Work instruction »
The output should contain the listing word for word and no pictures.

Data for the task »
____

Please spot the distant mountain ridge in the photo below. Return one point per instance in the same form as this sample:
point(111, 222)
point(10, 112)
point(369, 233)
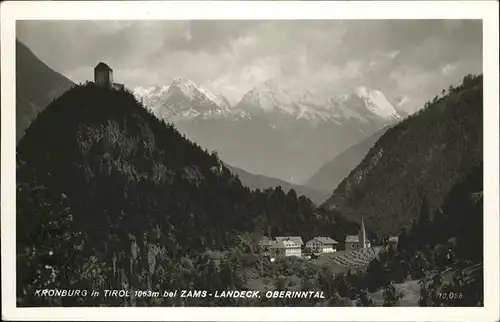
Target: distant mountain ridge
point(274, 131)
point(332, 173)
point(423, 156)
point(36, 86)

____

Solution to the problem »
Please spot the distant mountain ridge in the photo below. Return one point per instance in the same form as this sample:
point(111, 222)
point(10, 112)
point(369, 233)
Target: distant mountain ridge
point(274, 131)
point(332, 173)
point(423, 156)
point(36, 86)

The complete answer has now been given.